GOAL OF THE EXERCISE: All pictures are to be dropped, and the remaining data set down exactly.

*** ENTRIES PROVIDED ***

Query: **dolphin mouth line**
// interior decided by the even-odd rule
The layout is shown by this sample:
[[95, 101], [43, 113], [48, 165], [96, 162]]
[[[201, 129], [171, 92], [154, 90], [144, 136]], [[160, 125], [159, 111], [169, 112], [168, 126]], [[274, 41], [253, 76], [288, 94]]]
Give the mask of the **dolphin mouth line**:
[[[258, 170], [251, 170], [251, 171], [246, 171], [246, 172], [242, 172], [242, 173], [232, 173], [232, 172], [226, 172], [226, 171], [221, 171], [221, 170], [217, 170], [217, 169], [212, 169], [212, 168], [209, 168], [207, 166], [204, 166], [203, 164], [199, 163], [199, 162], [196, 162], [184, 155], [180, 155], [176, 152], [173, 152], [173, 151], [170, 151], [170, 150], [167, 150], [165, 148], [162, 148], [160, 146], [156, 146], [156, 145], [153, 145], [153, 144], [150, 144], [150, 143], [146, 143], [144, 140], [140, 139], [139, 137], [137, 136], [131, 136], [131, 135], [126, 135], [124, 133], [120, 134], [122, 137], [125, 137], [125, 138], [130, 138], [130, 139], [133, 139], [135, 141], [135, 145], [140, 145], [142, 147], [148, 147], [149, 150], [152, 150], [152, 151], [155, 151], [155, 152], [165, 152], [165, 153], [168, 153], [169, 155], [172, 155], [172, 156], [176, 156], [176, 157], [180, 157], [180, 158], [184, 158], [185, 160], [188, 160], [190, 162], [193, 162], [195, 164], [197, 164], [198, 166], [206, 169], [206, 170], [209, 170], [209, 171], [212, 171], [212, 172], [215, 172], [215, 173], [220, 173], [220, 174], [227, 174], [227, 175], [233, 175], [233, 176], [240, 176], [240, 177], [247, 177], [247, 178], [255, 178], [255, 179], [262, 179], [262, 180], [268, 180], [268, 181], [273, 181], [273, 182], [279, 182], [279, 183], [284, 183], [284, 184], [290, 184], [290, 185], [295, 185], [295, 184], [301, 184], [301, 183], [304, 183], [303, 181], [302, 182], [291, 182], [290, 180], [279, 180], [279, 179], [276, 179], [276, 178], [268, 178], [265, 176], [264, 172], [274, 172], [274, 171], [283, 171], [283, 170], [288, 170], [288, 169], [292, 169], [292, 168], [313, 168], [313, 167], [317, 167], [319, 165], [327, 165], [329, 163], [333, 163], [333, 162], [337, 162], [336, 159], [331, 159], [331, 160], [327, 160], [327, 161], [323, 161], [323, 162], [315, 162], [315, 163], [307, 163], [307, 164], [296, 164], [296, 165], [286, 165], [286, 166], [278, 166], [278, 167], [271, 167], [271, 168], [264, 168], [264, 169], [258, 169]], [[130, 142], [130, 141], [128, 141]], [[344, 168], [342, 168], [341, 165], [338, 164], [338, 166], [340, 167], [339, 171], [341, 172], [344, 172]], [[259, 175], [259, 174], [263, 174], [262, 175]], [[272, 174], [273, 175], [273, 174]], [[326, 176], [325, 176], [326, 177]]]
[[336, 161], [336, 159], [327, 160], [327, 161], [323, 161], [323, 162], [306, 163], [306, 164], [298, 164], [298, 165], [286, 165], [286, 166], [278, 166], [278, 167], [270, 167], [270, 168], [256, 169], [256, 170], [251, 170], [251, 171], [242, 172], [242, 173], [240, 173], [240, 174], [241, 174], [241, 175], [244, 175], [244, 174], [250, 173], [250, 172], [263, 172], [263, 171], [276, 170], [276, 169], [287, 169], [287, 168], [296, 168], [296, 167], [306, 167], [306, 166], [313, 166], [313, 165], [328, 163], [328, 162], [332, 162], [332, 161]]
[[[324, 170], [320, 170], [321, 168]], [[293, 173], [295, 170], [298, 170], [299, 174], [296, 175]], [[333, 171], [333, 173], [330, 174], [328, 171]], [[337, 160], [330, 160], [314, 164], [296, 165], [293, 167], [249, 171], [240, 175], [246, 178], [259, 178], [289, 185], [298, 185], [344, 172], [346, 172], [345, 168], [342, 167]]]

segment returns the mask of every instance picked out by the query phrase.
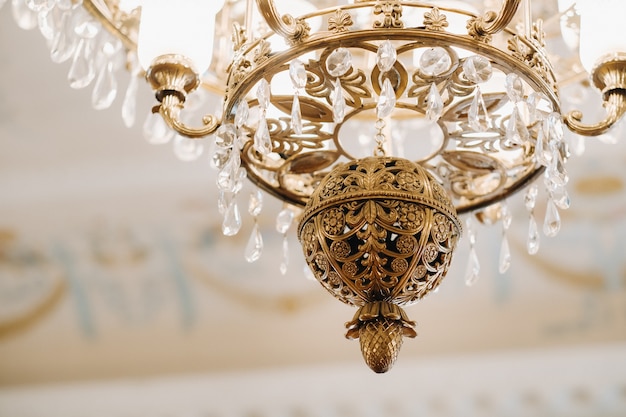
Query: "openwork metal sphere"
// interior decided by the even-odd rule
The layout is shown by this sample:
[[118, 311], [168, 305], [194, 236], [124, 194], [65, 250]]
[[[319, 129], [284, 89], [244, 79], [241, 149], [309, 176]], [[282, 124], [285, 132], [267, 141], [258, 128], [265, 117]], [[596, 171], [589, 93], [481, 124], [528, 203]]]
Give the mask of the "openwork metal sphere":
[[335, 167], [309, 200], [298, 236], [317, 280], [359, 307], [346, 324], [375, 372], [393, 365], [415, 323], [400, 306], [445, 276], [461, 224], [450, 198], [421, 166], [369, 157]]

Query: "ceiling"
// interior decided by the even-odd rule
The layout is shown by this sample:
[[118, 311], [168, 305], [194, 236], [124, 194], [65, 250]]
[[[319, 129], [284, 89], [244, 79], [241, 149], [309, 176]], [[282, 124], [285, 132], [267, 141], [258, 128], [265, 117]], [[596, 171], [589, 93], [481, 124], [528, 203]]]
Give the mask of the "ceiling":
[[[209, 157], [181, 162], [170, 145], [143, 139], [142, 120], [123, 126], [127, 79], [111, 109], [91, 109], [90, 88], [70, 89], [68, 64], [51, 63], [40, 34], [18, 29], [8, 6], [0, 10], [0, 56], [4, 392], [189, 373], [309, 375], [319, 367], [363, 377], [353, 370], [365, 366], [358, 344], [343, 337], [354, 311], [305, 278], [293, 231], [289, 270], [280, 274], [272, 197], [260, 218], [265, 252], [247, 264], [252, 220], [244, 216], [237, 237], [221, 236]], [[142, 86], [140, 113], [151, 102]], [[453, 357], [471, 366], [473, 355], [494, 352], [515, 352], [512, 361], [570, 350], [589, 358], [609, 345], [626, 353], [626, 141], [588, 140], [586, 148], [568, 164], [572, 208], [561, 233], [543, 237], [538, 255], [525, 254], [520, 196], [510, 202], [506, 274], [497, 272], [499, 225], [478, 231], [482, 268], [473, 287], [463, 282], [461, 241], [440, 291], [407, 309], [420, 335], [405, 342], [398, 384], [403, 366], [445, 367]], [[385, 377], [391, 385], [394, 372]]]

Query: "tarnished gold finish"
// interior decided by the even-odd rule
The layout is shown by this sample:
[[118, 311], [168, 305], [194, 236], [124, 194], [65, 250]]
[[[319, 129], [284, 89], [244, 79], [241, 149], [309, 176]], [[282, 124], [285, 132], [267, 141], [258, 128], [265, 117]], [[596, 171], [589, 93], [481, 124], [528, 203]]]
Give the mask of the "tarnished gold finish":
[[414, 323], [399, 307], [445, 276], [461, 224], [445, 190], [418, 164], [369, 157], [336, 166], [319, 184], [298, 227], [314, 276], [361, 309], [347, 324], [363, 355], [387, 371]]
[[591, 74], [593, 85], [602, 92], [607, 115], [604, 120], [582, 123], [582, 112], [575, 110], [567, 114], [565, 124], [573, 132], [584, 136], [606, 133], [626, 112], [626, 53], [609, 55], [600, 60]]
[[308, 23], [288, 14], [281, 16], [274, 5], [274, 0], [256, 0], [256, 3], [267, 25], [289, 43], [297, 44], [309, 36], [311, 28]]
[[489, 40], [490, 36], [506, 28], [519, 7], [521, 0], [504, 0], [499, 13], [489, 11], [481, 17], [471, 19], [467, 23], [467, 30], [470, 36]]

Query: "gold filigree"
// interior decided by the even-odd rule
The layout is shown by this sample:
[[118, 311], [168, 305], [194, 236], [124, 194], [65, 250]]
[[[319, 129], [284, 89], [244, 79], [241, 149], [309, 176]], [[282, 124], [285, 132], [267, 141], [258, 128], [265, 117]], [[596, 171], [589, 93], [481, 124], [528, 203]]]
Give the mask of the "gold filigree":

*** End of ENTRIES PROVIDED ***

RESPONSE TO THE EXERCISE:
Query: **dolphin mouth line**
// interior decided by the even-odd rule
The layout is shown by this sample:
[[95, 101], [43, 113], [48, 165], [96, 162]]
[[[201, 129], [171, 92], [154, 90], [144, 136]], [[160, 125], [159, 111], [169, 112], [168, 126]], [[274, 41], [253, 76], [288, 94]]]
Give the mask of the **dolphin mouth line**:
[[[258, 170], [251, 170], [251, 171], [246, 171], [246, 172], [242, 172], [242, 173], [232, 173], [232, 172], [226, 172], [226, 171], [221, 171], [221, 170], [217, 170], [217, 169], [212, 169], [212, 168], [209, 168], [207, 166], [204, 166], [203, 164], [199, 163], [199, 162], [196, 162], [184, 155], [180, 155], [176, 152], [173, 152], [173, 151], [170, 151], [170, 150], [167, 150], [165, 148], [162, 148], [160, 146], [156, 146], [156, 145], [153, 145], [153, 144], [150, 144], [150, 143], [146, 143], [144, 140], [140, 139], [139, 137], [137, 136], [131, 136], [131, 135], [126, 135], [124, 133], [120, 134], [122, 137], [125, 137], [125, 138], [130, 138], [130, 139], [133, 139], [135, 141], [135, 145], [140, 145], [142, 147], [148, 147], [149, 150], [152, 150], [152, 151], [155, 151], [155, 152], [165, 152], [165, 153], [168, 153], [169, 155], [172, 155], [172, 156], [176, 156], [176, 157], [180, 157], [180, 158], [184, 158], [185, 160], [188, 160], [190, 162], [193, 162], [195, 164], [197, 164], [198, 166], [206, 169], [206, 170], [209, 170], [209, 171], [212, 171], [212, 172], [215, 172], [215, 173], [220, 173], [220, 174], [227, 174], [227, 175], [233, 175], [233, 176], [240, 176], [240, 177], [247, 177], [247, 178], [255, 178], [255, 179], [262, 179], [262, 180], [268, 180], [268, 181], [273, 181], [273, 182], [279, 182], [279, 183], [284, 183], [284, 184], [290, 184], [290, 185], [295, 185], [295, 184], [301, 184], [301, 183], [304, 183], [303, 181], [302, 182], [291, 182], [290, 180], [279, 180], [279, 179], [276, 179], [276, 178], [268, 178], [265, 176], [264, 172], [274, 172], [274, 171], [283, 171], [283, 170], [288, 170], [288, 169], [292, 169], [292, 168], [313, 168], [313, 167], [317, 167], [319, 165], [327, 165], [329, 163], [333, 163], [333, 162], [337, 162], [336, 159], [331, 159], [331, 160], [327, 160], [327, 161], [323, 161], [323, 162], [315, 162], [315, 163], [307, 163], [307, 164], [296, 164], [296, 165], [286, 165], [286, 166], [278, 166], [278, 167], [271, 167], [271, 168], [264, 168], [264, 169], [258, 169]], [[130, 142], [130, 141], [128, 141]], [[344, 168], [342, 168], [341, 165], [338, 164], [338, 166], [340, 167], [339, 171], [341, 172], [344, 172]], [[259, 175], [259, 174], [263, 174], [262, 175]], [[272, 174], [273, 175], [273, 174]], [[326, 176], [325, 176], [326, 177]]]
[[336, 161], [336, 159], [327, 160], [327, 161], [323, 161], [323, 162], [306, 163], [306, 164], [298, 164], [298, 165], [286, 165], [286, 166], [278, 166], [278, 167], [270, 167], [270, 168], [256, 169], [256, 170], [251, 170], [251, 171], [242, 172], [242, 173], [240, 173], [240, 174], [241, 174], [241, 175], [244, 175], [244, 174], [250, 173], [250, 172], [263, 172], [263, 171], [276, 170], [276, 169], [287, 169], [287, 168], [296, 168], [296, 167], [306, 167], [306, 166], [313, 166], [313, 165], [328, 163], [328, 162], [332, 162], [332, 161]]
[[[324, 170], [320, 170], [321, 168]], [[293, 173], [295, 170], [298, 170], [299, 174], [296, 175]], [[333, 171], [333, 173], [330, 174], [328, 171]], [[337, 160], [330, 160], [314, 164], [296, 165], [293, 167], [249, 171], [240, 175], [246, 178], [259, 178], [289, 185], [298, 185], [344, 172], [346, 172], [345, 168], [342, 167]]]

segment returns the mask of every instance picked out by the query phrase.
Query: "openwork metal sphere"
// interior decided by the even-odd rule
The layout is shown by this sample:
[[118, 311], [168, 305], [194, 236], [124, 194], [65, 250]]
[[[319, 129], [284, 89], [244, 79], [241, 149], [309, 176]], [[282, 124], [285, 132], [267, 141], [258, 128], [265, 117]], [[596, 171], [589, 93], [481, 124], [528, 203]]]
Give the mask of the "openwork metal sphere":
[[335, 167], [309, 200], [298, 236], [317, 280], [359, 307], [346, 324], [375, 372], [393, 365], [415, 323], [400, 306], [445, 276], [461, 224], [450, 198], [421, 166], [369, 157]]

Query: "ceiling"
// interior decided by the even-odd rule
The layout is shown by this sample:
[[118, 311], [168, 305], [194, 236], [124, 194], [65, 250]]
[[[319, 129], [284, 89], [244, 79], [241, 149], [309, 176]], [[282, 124], [285, 132], [267, 141], [258, 128], [265, 117]], [[596, 171], [589, 93], [481, 124], [528, 203]]]
Give the mask of the "ceiling":
[[[209, 157], [181, 162], [170, 145], [143, 139], [142, 120], [123, 126], [127, 79], [111, 109], [91, 109], [90, 88], [70, 89], [68, 64], [51, 63], [40, 34], [18, 29], [8, 6], [0, 10], [0, 56], [4, 392], [189, 373], [309, 375], [319, 367], [363, 377], [353, 370], [365, 366], [358, 344], [343, 337], [354, 311], [305, 278], [293, 231], [289, 270], [280, 274], [272, 197], [260, 218], [265, 252], [247, 264], [252, 220], [244, 216], [237, 237], [221, 236]], [[142, 86], [140, 113], [151, 102]], [[453, 357], [471, 366], [473, 355], [494, 352], [515, 352], [512, 361], [570, 350], [589, 358], [609, 345], [626, 353], [626, 141], [588, 140], [586, 148], [568, 164], [572, 208], [561, 233], [543, 237], [538, 255], [525, 254], [520, 196], [510, 202], [506, 274], [497, 272], [499, 225], [478, 231], [482, 268], [473, 287], [463, 282], [461, 241], [440, 291], [407, 309], [420, 335], [405, 342], [398, 384], [403, 366], [445, 367]], [[385, 377], [391, 385], [394, 372]]]

Query: "tarnished gold finish"
// interior decided by the even-odd rule
The layout is shown by this sample:
[[118, 311], [168, 305], [194, 236], [124, 194], [65, 250]]
[[[319, 129], [284, 89], [244, 79], [241, 149], [309, 176]], [[282, 124], [285, 132], [267, 141], [258, 128], [265, 117]], [[596, 171], [589, 93], [481, 124], [528, 203]]]
Give the mask of the "tarnished gold finish":
[[414, 323], [399, 307], [445, 276], [461, 224], [445, 190], [418, 164], [369, 157], [336, 166], [319, 184], [298, 227], [314, 276], [361, 309], [347, 324], [363, 355], [387, 371]]
[[591, 74], [593, 85], [602, 92], [607, 115], [604, 120], [582, 123], [582, 112], [575, 110], [567, 114], [565, 124], [573, 132], [584, 136], [606, 133], [626, 112], [626, 53], [609, 55], [600, 60]]
[[308, 23], [288, 14], [281, 16], [274, 5], [274, 0], [256, 0], [256, 3], [267, 25], [289, 43], [297, 44], [309, 36], [311, 28]]
[[489, 40], [490, 36], [506, 28], [519, 7], [521, 0], [504, 0], [499, 13], [489, 11], [481, 17], [471, 19], [467, 23], [467, 30], [470, 36]]

Query: "gold filigree"
// interior decided by the even-odd rule
The layout is shown by this sample:
[[118, 311], [168, 305], [194, 236], [124, 194], [65, 250]]
[[[319, 129], [284, 89], [244, 79], [241, 149], [309, 176]], [[282, 124], [285, 132], [267, 141], [258, 128], [265, 117]], [[596, 171], [589, 93], [481, 124], [528, 203]]]
Give the mask of the "gold filigree":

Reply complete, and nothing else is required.